__Prompt 1__:
List every specific recommendation that the text on paramedics gives for workplace hazard controls for COVID-19.
__Prompt 2__:
According to the text on paramedics, who leads ambulance care in the Franco-German model?

__Source document__:
-------------------------

The role of a paramedic varies widely across the world, as EMS providers operate with many different models of care. In the Anglo-American model, paramedics are autonomous decision-makers. In some countries such as the United Kingdom and South Africa, the paramedic role has developed into an autonomous health profession. In the Franco-German model, ambulance care is led by physicians. In some versions of this model, such as France, there is no direct equivalent to a paramedic. Ambulance staff have either the more advanced qualifications of a physician or less advanced training in first aid. In other versions of the Franco-German model, such as Germany, paramedics do exist. Their role is to support a physician in the field, in a role more akin to a hospital nurse, rather than operating with clinical autonomy.

The development of the profession has been a gradual move from simply transporting patients to hospital, to more advanced treatments in the field. In some countries, the paramedic may take on the role as part of a system to prevent hospitalisation entirely and, through practitioners, are able to prescribe certain medications, or undertaking 'see and refer' visits, where the paramedic directly refers a patient to specialist services without taking them to hospital.[5]

Paramedics are exposed to a variety of hazards such as lifting patients and equipment, treating those with infectious disease, handling hazardous substances, and transportation via ground or air vehicles. Employers can prevent occupational illness or injury by providing safe patient handling equipment, implementing a training program to educate paramedics on job hazards, and supplying PPE such as respirators, gloves, and isolation gowns when dealing with biological hazards.[6]

Infectious disease has become a major concern, in light of the COVID-19 pandemic. In response, the U.S. Centers for Disease Control and Prevention and other agencies and organizations have issued guidance regarding workplace hazard controls for COVID-19. Some specific recommendations include modified call queries, symptom screening, universal PPE use, hand hygiene, physical distancing, and stringent disinfection protocols.[7][8] Research on ambulance ventilation systems found that aerosols often recirculate throughout the compartment, creating a health hazard for paramedics when transporting sick patients capable of airborne transmission.[9] Unidirectional airflow design can better protect workers.[9]

As a result of The White Paper, the US government moved to develop minimum standards for ambulance training, ambulance equipment and vehicle design. These new standards were incorporated into Federal Highway Safety legislation and the states were advised to either adopt these standards into state laws or risk a reduction in Federal highway safety funding. The "White Paper" also prompted the inception of a number of emergency medical service (EMS) pilot units across the US including paramedic programs. The success of these units led to a rapid transition to make them fully operational.

-------------------------

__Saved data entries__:
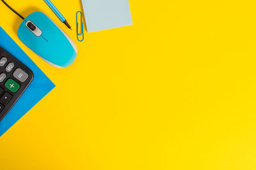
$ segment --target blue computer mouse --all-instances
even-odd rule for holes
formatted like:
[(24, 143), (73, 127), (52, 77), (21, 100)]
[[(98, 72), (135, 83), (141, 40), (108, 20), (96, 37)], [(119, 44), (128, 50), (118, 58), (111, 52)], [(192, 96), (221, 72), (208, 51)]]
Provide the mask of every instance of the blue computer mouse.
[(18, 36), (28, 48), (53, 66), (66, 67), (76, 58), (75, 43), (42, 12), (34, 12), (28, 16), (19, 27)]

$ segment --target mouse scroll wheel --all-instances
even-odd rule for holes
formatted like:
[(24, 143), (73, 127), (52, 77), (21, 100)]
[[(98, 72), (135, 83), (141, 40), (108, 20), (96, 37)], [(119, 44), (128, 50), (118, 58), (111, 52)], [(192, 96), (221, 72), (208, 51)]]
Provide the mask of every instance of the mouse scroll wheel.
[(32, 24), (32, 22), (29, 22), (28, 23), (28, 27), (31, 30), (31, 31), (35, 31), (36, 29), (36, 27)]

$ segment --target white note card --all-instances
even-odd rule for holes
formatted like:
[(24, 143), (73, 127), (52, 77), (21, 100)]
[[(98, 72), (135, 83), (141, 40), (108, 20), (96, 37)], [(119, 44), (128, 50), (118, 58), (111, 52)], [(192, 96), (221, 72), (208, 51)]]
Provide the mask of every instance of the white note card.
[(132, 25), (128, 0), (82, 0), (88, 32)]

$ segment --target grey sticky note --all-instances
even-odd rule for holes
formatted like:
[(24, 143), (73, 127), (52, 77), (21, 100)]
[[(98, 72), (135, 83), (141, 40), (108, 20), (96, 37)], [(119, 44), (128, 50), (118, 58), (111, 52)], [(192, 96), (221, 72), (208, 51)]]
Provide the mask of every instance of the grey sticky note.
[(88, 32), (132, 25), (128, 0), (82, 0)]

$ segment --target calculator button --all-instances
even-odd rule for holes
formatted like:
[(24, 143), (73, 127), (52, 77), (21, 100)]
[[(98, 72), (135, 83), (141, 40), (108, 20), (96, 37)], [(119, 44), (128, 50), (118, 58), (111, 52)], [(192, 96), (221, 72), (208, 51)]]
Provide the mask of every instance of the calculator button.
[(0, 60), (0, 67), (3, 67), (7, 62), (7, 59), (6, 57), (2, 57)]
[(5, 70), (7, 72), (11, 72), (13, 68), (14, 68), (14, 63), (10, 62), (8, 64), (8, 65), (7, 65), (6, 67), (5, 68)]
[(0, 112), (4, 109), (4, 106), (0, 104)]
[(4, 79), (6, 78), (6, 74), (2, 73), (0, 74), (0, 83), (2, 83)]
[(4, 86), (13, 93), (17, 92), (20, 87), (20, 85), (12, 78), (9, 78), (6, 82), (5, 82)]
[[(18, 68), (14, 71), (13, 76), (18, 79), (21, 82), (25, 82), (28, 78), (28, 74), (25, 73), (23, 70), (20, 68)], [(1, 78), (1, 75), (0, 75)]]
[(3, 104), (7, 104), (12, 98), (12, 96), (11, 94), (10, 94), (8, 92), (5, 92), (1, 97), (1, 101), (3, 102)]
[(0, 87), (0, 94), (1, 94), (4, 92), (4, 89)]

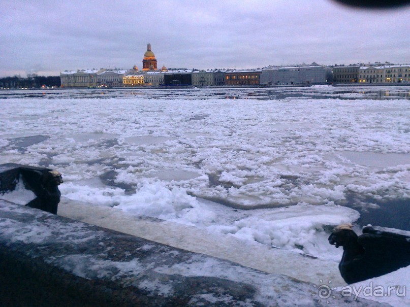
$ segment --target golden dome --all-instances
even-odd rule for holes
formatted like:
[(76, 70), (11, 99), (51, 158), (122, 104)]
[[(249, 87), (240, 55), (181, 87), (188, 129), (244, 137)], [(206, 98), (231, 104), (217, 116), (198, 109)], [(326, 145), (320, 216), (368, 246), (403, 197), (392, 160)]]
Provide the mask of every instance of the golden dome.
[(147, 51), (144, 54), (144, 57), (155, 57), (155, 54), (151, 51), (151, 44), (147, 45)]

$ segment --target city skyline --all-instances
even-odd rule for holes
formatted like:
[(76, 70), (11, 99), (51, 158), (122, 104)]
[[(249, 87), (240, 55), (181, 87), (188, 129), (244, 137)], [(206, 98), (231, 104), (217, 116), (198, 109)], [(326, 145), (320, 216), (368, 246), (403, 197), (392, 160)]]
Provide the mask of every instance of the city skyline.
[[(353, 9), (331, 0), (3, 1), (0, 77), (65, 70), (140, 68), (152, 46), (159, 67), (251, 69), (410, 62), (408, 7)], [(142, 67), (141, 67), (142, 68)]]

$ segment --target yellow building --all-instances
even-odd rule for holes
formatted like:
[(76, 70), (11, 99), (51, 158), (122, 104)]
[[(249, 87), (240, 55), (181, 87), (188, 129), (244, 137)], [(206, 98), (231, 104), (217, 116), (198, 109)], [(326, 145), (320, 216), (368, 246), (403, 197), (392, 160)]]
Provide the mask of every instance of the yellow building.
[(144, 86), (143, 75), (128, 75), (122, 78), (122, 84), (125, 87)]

-------------------------

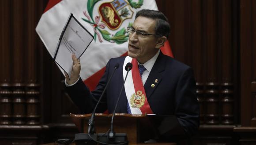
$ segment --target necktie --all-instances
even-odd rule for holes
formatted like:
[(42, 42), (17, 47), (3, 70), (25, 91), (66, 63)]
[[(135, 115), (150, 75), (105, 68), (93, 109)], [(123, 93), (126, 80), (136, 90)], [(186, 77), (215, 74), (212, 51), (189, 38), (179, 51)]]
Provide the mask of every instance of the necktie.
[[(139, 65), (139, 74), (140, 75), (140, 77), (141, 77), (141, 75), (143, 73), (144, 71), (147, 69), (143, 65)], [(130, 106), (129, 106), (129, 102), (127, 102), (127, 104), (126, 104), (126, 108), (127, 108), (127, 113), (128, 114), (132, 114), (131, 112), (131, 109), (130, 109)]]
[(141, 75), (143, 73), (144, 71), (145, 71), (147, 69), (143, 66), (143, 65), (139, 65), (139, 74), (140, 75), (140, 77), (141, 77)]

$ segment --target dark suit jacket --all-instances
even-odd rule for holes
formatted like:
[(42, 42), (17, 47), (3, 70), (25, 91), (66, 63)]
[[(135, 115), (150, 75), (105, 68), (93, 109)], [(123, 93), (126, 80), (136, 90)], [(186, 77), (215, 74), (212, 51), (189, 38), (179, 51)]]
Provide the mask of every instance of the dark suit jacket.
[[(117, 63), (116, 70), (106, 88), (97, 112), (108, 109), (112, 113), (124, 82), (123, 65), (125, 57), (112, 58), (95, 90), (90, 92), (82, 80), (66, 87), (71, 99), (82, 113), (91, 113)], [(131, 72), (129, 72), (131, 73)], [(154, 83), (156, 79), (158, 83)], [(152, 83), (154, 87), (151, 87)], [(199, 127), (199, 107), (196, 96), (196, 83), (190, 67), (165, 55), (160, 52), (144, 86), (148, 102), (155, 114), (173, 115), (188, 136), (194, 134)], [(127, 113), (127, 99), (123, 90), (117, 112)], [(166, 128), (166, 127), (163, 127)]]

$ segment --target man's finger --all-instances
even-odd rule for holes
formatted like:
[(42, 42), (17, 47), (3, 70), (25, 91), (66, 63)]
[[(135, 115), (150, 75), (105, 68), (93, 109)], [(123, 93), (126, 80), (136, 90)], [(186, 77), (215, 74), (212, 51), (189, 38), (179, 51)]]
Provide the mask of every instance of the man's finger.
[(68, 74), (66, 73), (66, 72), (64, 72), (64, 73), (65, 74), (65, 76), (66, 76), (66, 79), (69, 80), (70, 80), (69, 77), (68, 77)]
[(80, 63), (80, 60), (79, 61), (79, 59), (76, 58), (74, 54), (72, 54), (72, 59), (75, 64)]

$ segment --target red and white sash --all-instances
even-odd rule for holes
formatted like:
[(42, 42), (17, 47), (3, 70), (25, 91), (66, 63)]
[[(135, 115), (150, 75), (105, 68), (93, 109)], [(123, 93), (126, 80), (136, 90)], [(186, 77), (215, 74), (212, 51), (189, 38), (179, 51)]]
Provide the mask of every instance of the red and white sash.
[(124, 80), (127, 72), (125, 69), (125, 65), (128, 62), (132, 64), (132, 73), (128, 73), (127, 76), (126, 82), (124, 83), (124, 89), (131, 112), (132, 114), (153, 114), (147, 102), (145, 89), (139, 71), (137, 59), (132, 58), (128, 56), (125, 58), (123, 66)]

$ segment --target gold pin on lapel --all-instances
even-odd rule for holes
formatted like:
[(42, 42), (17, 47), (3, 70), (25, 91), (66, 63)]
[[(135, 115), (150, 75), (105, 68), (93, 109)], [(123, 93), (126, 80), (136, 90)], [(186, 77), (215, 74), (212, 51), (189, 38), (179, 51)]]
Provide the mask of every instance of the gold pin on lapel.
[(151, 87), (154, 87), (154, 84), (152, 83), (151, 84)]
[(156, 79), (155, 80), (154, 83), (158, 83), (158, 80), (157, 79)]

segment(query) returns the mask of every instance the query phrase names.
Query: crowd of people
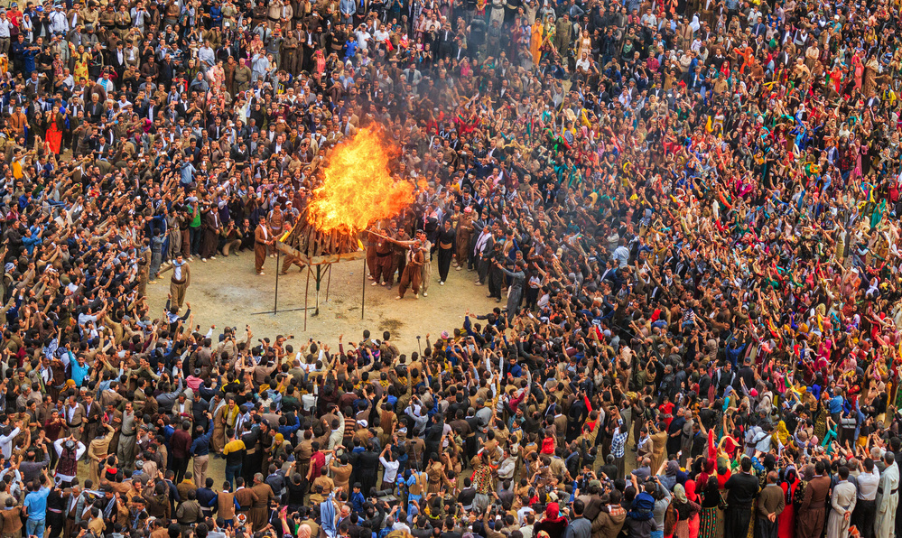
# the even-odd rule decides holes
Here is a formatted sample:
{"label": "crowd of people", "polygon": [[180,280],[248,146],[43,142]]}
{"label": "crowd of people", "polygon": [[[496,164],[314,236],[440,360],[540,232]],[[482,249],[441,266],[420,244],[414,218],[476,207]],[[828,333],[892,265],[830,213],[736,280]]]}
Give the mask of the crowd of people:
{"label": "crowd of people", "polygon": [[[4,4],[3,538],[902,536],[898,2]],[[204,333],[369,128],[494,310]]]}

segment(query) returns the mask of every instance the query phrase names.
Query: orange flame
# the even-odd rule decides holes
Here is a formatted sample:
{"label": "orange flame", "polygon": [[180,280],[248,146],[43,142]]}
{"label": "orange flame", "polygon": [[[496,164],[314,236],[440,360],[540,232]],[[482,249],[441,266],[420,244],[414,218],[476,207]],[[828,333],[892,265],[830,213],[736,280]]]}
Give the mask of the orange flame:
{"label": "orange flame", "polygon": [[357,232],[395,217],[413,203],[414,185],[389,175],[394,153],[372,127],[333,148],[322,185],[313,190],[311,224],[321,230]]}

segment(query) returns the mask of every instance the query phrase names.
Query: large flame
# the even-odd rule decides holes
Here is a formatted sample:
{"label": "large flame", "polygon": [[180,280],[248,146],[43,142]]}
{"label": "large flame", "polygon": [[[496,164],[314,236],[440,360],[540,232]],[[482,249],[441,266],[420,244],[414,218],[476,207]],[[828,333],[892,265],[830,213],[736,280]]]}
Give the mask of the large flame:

-------------------------

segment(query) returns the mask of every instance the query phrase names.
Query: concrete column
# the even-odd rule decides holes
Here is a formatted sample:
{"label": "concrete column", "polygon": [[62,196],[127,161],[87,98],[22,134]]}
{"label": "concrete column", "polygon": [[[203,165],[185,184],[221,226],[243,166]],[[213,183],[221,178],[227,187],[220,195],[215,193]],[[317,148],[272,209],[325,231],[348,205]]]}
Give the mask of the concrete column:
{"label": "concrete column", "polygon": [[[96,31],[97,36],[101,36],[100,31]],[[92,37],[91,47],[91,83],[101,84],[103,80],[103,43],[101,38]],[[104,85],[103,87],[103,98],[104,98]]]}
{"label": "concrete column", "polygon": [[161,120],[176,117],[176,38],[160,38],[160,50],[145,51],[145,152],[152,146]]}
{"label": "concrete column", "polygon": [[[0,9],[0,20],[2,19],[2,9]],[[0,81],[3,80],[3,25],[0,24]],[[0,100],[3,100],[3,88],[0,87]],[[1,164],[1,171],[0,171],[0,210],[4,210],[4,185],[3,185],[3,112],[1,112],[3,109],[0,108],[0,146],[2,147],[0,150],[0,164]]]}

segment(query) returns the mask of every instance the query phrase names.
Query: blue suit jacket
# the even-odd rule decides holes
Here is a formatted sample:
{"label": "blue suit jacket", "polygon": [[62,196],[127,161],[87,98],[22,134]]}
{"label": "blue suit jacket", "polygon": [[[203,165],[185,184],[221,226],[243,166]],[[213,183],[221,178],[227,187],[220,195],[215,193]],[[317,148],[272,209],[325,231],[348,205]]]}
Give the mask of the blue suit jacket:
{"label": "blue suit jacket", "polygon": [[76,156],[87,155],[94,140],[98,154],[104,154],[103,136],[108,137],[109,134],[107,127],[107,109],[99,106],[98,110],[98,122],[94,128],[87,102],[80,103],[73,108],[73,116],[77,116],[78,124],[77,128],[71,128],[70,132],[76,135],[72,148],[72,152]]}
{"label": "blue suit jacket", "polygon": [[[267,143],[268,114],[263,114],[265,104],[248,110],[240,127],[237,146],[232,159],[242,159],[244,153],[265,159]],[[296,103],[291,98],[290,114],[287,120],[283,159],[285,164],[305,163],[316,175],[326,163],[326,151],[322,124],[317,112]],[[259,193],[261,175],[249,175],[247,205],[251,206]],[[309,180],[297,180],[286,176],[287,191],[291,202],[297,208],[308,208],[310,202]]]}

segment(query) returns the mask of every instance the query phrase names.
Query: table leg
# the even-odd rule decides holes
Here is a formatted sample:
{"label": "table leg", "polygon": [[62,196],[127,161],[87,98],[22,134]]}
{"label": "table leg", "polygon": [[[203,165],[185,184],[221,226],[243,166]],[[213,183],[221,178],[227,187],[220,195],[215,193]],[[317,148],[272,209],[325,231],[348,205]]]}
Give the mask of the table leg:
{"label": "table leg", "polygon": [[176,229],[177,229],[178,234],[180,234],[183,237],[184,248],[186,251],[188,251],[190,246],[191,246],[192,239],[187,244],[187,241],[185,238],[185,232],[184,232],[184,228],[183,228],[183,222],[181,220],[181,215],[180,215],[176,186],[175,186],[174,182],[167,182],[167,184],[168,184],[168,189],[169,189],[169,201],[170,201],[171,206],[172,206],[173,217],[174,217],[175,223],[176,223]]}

-------------------------

__Exercise output 1__:
- Modified call queries
- Symptom screening
- Universal PPE use
- Hand hygiene
- Physical distancing
- Stringent disinfection protocols

__Exercise output 2__:
Physicians lead ambulance care in the Franco-German model.